» **Brief**: Look for "below" in each line of the entries, and return the matching lines.

────────────────────

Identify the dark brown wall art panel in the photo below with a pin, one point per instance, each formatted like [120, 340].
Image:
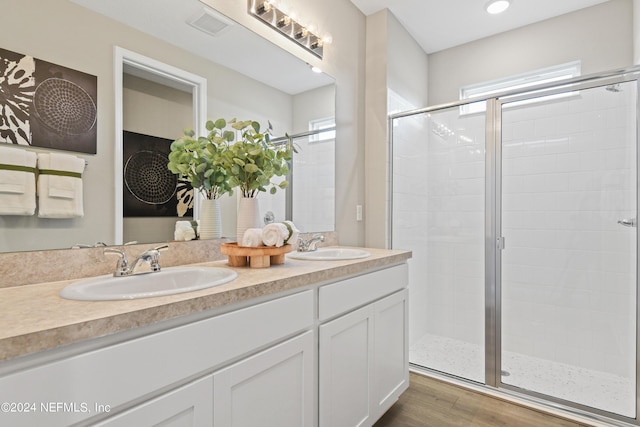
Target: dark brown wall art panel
[46, 105]
[150, 187]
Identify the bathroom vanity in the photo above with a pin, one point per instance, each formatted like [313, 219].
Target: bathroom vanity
[306, 343]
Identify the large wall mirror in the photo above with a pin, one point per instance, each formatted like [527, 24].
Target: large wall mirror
[246, 77]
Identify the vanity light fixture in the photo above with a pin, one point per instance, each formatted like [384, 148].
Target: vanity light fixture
[267, 12]
[497, 6]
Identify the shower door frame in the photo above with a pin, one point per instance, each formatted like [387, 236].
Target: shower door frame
[494, 242]
[494, 266]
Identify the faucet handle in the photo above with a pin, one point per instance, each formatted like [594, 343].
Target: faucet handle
[154, 255]
[122, 267]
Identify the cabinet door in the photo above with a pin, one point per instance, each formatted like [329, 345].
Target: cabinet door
[187, 406]
[391, 351]
[346, 350]
[272, 388]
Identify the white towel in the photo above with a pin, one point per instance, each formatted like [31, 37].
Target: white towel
[274, 234]
[252, 238]
[17, 188]
[59, 196]
[184, 231]
[293, 232]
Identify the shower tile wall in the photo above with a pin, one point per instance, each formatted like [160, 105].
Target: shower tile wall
[438, 212]
[314, 187]
[568, 277]
[410, 212]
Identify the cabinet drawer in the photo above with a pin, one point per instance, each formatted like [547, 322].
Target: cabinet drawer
[348, 294]
[120, 373]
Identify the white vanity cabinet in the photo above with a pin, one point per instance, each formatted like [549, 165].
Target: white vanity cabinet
[272, 388]
[132, 378]
[324, 354]
[187, 406]
[363, 348]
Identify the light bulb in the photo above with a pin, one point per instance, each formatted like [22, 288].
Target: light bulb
[497, 6]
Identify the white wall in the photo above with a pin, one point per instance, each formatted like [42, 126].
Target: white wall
[396, 63]
[600, 36]
[314, 165]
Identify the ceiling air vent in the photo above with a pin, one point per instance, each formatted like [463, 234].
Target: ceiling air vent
[210, 22]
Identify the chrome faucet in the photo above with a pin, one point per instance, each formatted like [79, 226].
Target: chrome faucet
[151, 256]
[311, 244]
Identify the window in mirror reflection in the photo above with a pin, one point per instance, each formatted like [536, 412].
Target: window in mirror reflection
[314, 171]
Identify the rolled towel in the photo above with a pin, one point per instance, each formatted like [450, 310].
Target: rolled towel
[293, 232]
[274, 234]
[184, 231]
[252, 237]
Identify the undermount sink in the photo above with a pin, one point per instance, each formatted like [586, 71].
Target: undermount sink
[330, 254]
[168, 281]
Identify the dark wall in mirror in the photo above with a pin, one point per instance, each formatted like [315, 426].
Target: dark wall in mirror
[81, 35]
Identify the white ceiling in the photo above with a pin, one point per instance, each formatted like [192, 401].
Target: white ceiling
[441, 24]
[435, 24]
[235, 47]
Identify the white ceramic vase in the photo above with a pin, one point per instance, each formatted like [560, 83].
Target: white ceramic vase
[248, 216]
[210, 220]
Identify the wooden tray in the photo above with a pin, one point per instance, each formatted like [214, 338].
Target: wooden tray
[259, 257]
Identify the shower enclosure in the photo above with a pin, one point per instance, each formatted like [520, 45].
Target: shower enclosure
[520, 210]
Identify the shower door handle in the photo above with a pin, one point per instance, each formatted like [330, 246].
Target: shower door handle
[631, 222]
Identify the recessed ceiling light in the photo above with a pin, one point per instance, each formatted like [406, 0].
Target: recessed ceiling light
[497, 6]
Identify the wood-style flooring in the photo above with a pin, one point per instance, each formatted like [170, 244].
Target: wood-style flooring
[430, 402]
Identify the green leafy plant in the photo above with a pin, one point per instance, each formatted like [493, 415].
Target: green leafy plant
[199, 160]
[250, 159]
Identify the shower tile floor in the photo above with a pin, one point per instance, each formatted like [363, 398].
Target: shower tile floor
[596, 389]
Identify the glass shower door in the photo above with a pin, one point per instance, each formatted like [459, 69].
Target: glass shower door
[569, 262]
[438, 213]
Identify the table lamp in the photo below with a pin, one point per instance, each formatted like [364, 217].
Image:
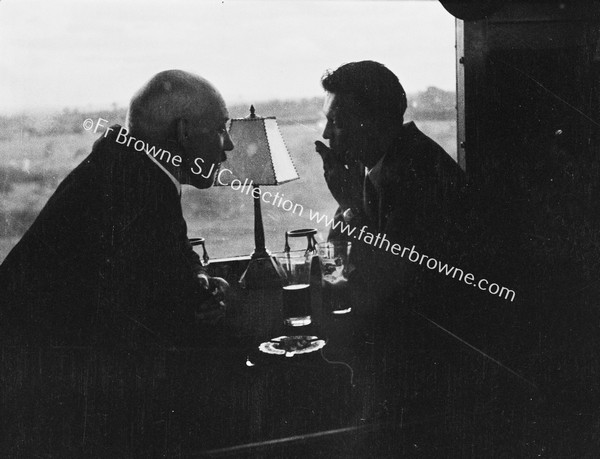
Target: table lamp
[259, 158]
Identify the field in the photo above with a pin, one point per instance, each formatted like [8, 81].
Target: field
[31, 167]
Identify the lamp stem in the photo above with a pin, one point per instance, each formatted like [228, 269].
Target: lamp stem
[259, 232]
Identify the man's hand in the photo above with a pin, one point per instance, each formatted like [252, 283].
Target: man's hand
[345, 181]
[213, 309]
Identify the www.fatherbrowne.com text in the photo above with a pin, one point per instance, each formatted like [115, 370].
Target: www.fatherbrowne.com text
[379, 241]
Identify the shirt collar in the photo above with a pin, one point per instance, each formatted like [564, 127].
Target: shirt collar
[173, 179]
[375, 174]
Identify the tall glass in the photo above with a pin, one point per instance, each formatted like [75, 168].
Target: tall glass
[294, 269]
[334, 259]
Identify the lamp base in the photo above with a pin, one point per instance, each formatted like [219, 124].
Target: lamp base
[262, 272]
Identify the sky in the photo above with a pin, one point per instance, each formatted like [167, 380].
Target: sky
[92, 54]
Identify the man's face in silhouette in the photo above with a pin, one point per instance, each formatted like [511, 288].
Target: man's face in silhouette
[349, 132]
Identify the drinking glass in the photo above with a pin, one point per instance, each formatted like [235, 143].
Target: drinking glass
[294, 270]
[333, 258]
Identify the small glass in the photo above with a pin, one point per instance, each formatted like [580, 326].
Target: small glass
[334, 259]
[294, 270]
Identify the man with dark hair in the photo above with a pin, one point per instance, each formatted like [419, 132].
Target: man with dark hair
[395, 186]
[108, 260]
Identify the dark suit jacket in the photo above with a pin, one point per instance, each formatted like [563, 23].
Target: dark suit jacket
[106, 259]
[420, 203]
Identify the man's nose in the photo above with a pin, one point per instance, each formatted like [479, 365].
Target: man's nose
[327, 131]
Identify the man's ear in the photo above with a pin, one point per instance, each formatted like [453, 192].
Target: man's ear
[182, 132]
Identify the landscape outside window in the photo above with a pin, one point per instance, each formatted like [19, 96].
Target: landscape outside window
[42, 137]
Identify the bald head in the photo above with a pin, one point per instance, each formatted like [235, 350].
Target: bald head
[169, 96]
[186, 115]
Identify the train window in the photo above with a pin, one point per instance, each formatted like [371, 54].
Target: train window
[72, 62]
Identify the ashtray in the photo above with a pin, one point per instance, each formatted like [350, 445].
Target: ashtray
[292, 345]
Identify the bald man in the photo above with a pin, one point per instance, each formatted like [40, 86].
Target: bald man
[108, 259]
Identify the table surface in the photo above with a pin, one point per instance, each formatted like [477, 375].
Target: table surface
[413, 391]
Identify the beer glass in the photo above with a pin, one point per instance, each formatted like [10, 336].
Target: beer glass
[294, 270]
[333, 258]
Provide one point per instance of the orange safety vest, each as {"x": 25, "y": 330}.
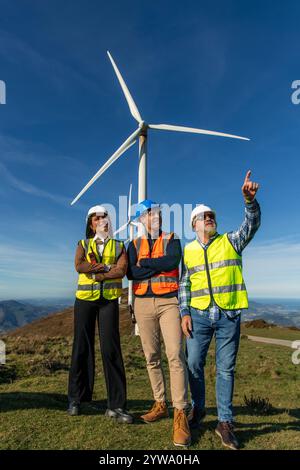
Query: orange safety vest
{"x": 166, "y": 281}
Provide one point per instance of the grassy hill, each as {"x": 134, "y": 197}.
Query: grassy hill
{"x": 33, "y": 394}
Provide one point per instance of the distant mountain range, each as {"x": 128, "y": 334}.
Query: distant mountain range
{"x": 285, "y": 313}
{"x": 15, "y": 314}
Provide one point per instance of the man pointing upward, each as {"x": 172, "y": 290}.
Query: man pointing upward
{"x": 212, "y": 295}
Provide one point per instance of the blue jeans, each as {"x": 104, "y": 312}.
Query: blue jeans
{"x": 227, "y": 335}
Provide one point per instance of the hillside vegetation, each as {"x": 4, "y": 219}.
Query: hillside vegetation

────────────────────

» **Solution to this task**:
Identify the dark brown wall art panel in the photo below with a pin, one point per instance, each formatted like [120, 340].
Identify the table lamp in the photo below with a pin, one point per instance, each formatted like [364, 217].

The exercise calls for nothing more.